__Exercise directions__
Copy nothing but the lines from the one containing "Query: upstairs window" through the last line of the entries below, exactly as written and without pictures.

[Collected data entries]
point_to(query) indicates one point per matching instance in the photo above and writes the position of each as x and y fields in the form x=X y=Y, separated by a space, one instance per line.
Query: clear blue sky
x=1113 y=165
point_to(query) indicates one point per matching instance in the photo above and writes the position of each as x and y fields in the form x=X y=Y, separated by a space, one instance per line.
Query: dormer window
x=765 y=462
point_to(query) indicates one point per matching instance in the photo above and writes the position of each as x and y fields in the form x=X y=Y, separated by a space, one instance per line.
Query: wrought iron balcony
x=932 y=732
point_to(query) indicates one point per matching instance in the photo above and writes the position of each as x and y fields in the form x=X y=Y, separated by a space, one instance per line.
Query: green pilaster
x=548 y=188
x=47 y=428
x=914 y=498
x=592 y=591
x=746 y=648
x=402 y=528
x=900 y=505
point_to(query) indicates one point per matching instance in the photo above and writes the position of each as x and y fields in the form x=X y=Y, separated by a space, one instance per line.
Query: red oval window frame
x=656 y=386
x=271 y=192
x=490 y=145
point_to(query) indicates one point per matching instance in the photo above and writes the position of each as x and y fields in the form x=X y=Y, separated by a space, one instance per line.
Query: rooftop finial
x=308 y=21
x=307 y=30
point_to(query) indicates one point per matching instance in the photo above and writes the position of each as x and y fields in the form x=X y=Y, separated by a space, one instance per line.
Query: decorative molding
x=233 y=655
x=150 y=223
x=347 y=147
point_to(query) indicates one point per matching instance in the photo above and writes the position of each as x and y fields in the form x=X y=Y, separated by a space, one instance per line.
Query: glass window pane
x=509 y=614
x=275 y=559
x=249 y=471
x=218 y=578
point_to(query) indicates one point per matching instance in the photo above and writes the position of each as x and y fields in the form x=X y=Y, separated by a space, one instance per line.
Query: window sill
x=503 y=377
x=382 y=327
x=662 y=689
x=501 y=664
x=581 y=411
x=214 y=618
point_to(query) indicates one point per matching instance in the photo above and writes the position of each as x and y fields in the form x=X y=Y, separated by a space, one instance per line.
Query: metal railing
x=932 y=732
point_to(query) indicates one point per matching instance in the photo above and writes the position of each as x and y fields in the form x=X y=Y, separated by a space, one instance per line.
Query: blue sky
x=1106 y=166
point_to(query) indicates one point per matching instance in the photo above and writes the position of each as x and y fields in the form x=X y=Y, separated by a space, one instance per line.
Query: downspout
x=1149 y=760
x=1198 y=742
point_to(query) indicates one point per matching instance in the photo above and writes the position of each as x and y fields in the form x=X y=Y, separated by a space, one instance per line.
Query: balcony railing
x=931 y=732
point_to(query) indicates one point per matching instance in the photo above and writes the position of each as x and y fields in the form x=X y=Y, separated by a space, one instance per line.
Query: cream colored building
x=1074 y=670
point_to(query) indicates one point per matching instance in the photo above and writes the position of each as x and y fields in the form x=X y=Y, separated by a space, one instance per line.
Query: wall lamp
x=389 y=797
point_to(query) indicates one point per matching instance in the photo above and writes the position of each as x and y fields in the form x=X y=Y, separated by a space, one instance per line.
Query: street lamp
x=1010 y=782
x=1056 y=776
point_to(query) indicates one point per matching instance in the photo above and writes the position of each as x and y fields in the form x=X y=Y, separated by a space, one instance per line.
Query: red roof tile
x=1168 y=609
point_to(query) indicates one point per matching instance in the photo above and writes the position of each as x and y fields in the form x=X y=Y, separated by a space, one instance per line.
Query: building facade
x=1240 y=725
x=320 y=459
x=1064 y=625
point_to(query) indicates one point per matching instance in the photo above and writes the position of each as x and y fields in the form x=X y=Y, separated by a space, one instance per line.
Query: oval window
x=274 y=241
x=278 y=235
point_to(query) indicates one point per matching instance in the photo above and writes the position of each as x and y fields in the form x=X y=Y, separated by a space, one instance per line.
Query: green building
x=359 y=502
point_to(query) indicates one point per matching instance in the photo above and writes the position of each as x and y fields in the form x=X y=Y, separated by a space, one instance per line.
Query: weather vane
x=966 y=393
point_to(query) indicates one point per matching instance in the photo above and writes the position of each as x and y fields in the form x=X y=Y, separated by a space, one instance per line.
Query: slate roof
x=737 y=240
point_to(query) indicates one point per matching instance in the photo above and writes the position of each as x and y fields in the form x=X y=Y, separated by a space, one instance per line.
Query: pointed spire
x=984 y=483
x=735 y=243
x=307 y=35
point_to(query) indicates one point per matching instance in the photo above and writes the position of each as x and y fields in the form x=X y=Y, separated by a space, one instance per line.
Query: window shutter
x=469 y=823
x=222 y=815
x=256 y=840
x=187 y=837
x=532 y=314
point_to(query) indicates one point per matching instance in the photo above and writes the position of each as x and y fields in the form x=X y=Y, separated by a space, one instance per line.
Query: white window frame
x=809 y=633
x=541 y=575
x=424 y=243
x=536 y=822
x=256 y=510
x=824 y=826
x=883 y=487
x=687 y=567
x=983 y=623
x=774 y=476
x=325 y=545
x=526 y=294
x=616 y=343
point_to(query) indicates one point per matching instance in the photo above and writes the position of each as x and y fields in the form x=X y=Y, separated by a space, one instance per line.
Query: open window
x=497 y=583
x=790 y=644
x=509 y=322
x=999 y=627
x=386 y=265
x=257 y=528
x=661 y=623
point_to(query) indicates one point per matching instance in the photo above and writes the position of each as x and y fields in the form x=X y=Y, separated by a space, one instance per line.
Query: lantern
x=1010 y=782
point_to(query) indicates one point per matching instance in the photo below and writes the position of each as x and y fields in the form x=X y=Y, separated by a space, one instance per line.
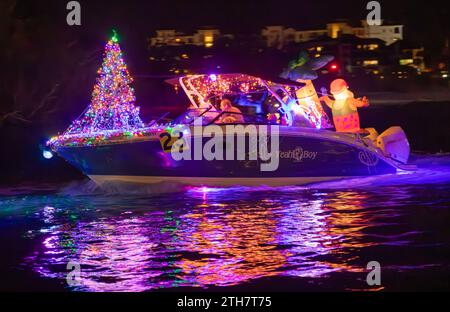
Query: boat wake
x=431 y=169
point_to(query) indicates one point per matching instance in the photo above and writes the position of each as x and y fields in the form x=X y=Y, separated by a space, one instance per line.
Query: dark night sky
x=427 y=22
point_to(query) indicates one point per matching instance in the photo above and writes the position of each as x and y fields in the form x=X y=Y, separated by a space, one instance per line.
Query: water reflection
x=205 y=237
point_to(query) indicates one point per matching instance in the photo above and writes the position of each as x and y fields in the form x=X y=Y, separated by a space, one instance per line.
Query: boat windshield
x=213 y=116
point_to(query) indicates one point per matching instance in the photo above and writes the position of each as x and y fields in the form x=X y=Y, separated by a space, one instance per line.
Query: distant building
x=279 y=36
x=202 y=37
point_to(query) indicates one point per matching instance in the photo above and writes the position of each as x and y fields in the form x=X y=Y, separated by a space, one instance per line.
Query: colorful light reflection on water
x=210 y=237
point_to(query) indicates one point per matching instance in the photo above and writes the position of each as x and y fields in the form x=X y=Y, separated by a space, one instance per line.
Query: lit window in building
x=370 y=62
x=406 y=61
x=209 y=41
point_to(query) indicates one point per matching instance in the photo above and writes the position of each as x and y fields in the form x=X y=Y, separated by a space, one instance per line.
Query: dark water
x=319 y=237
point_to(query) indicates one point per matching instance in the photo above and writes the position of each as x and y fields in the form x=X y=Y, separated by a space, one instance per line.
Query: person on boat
x=230 y=114
x=344 y=107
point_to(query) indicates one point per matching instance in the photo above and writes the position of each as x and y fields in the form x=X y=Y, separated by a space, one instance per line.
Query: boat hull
x=304 y=157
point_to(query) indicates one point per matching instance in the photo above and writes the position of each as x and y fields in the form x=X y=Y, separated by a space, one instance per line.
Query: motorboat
x=284 y=115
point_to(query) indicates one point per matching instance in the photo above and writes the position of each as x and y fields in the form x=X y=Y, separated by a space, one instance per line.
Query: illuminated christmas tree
x=112 y=106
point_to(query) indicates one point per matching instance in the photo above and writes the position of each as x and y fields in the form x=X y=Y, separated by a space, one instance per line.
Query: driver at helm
x=230 y=114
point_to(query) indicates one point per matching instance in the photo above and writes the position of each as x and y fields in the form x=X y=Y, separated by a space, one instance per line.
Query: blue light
x=47 y=154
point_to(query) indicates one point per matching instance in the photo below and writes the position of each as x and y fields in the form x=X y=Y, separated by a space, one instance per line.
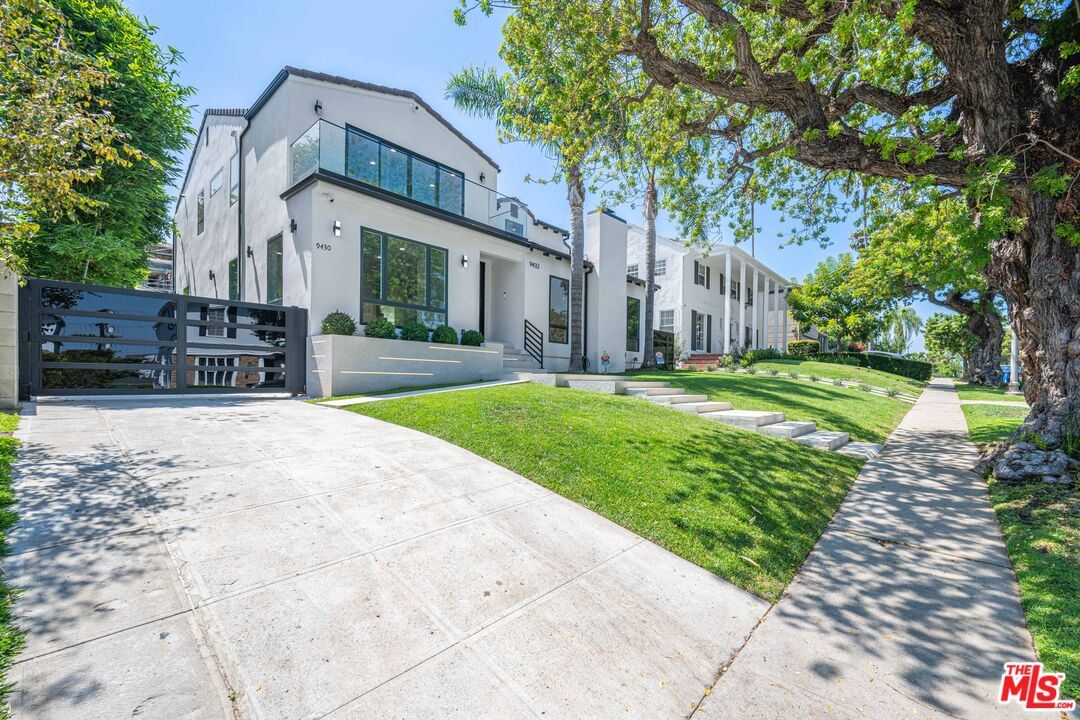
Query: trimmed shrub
x=415 y=333
x=380 y=327
x=473 y=338
x=339 y=323
x=758 y=355
x=802 y=348
x=445 y=334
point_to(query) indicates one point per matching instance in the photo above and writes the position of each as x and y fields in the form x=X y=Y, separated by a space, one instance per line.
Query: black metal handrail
x=534 y=342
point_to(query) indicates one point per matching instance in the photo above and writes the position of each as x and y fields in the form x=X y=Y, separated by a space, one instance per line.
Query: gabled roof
x=337 y=80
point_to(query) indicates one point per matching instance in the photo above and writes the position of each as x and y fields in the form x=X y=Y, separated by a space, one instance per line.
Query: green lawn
x=743 y=505
x=852 y=372
x=1041 y=527
x=990 y=423
x=865 y=417
x=983 y=393
x=11 y=637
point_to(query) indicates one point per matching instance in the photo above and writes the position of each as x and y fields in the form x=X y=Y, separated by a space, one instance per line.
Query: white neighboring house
x=699 y=296
x=331 y=194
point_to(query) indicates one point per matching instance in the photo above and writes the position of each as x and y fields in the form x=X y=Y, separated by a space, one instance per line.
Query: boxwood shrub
x=415 y=333
x=474 y=338
x=802 y=348
x=445 y=334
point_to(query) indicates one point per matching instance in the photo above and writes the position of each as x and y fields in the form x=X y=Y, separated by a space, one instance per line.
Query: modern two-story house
x=716 y=301
x=335 y=194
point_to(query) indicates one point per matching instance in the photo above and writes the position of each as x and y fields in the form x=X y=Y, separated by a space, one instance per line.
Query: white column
x=783 y=309
x=765 y=311
x=727 y=302
x=741 y=303
x=1013 y=365
x=755 y=311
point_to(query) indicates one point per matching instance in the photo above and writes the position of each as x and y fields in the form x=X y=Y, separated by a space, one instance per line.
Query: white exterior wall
x=197 y=254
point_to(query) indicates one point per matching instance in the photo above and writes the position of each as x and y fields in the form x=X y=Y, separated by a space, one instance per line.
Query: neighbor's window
x=633 y=324
x=234 y=178
x=558 y=310
x=402 y=280
x=667 y=321
x=234 y=279
x=274 y=271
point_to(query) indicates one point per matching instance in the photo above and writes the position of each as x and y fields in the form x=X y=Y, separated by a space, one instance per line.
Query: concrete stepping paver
x=906 y=608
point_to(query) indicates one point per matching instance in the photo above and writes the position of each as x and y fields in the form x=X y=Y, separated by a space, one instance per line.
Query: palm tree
x=902 y=322
x=482 y=92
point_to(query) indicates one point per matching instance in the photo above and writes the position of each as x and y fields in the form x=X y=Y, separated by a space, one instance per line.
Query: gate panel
x=91 y=339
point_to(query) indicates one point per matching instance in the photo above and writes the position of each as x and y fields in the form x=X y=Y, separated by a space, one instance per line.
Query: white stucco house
x=335 y=194
x=716 y=301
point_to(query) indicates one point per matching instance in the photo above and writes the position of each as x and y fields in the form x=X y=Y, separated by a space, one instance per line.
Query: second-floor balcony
x=359 y=155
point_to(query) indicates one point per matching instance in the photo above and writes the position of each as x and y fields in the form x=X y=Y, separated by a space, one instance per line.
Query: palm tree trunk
x=650 y=265
x=576 y=197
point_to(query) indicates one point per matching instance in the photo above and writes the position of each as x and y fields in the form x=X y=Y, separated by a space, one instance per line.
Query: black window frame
x=409 y=155
x=565 y=328
x=428 y=307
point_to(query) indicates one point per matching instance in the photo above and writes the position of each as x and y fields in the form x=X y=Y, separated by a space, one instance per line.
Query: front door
x=483 y=295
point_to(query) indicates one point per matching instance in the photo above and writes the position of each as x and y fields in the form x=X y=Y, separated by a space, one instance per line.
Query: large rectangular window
x=274 y=271
x=402 y=280
x=233 y=178
x=558 y=310
x=233 y=279
x=633 y=324
x=375 y=162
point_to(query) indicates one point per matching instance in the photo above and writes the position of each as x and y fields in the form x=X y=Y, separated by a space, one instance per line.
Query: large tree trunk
x=650 y=265
x=1038 y=273
x=576 y=197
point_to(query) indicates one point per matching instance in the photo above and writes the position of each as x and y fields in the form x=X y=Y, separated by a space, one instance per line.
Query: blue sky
x=232 y=51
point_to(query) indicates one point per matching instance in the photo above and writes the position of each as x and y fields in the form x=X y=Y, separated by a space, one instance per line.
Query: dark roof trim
x=337 y=80
x=232 y=112
x=370 y=190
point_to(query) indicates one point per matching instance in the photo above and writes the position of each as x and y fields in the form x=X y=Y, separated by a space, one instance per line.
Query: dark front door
x=483 y=295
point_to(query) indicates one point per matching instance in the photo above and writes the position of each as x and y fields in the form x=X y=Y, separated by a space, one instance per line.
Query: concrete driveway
x=228 y=558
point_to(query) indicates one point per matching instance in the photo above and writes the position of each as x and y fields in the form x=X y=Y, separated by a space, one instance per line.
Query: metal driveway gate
x=89 y=339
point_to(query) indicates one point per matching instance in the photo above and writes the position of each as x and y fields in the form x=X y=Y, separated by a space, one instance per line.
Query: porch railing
x=534 y=342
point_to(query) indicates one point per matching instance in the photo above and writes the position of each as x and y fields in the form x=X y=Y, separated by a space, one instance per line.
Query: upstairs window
x=234 y=178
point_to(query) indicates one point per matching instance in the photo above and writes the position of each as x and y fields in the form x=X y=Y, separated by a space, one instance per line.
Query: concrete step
x=868 y=450
x=788 y=429
x=701 y=407
x=652 y=392
x=823 y=439
x=745 y=419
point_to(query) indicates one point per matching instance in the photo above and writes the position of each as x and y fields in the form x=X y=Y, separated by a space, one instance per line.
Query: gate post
x=9 y=337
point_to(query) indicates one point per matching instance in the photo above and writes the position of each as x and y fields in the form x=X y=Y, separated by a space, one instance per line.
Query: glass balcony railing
x=367 y=159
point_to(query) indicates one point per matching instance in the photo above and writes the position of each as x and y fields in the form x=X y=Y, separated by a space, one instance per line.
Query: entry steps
x=773 y=424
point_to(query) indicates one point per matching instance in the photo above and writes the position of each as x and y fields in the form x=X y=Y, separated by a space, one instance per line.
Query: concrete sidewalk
x=907 y=607
x=244 y=559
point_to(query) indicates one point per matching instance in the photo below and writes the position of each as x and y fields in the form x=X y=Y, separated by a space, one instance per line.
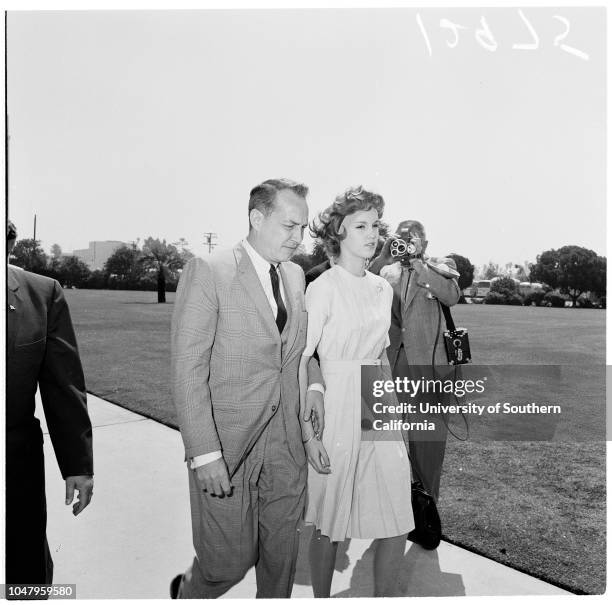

__Result of this exercise__
Query: upstairs window
x=234 y=178
point_to(query) indicates one point per matching instance in the photo above and writes the position of each as x and y fields in the form x=X y=Y, separated by a space, one instance per line.
Query: concrete step
x=868 y=450
x=788 y=429
x=701 y=407
x=652 y=392
x=823 y=439
x=745 y=419
point_to(query) indicates one point per matching instance in the photo above and writes the position of each as x and y fields in the form x=X y=Y, separated by a space, one instance per line.
Query: gate post
x=9 y=337
point_to(query) indicates one point per matching instance in the photo above and writes the position of each as x and y fields in the form x=X y=Y, separated by a space, one instance per line.
Query: glass balcony railing
x=367 y=159
point_to(query) indicates one point per matching instance in the photo above and writes the position of each as x and y fields in the form x=X y=Y, separated by a space, one instance per line.
Query: entry steps
x=773 y=424
point_to(query) indicates one point per matching instance in the photo above and writes the position of each as x and y fields in the form x=X y=Y, separated by a space, one instance per line.
Query: concrete sidewalk
x=907 y=607
x=244 y=559
point_to(query) indicates one point per matching instance in the photo below and writes the position of each as x and y fields in the form x=X y=Y, separated by a space, one instance per line.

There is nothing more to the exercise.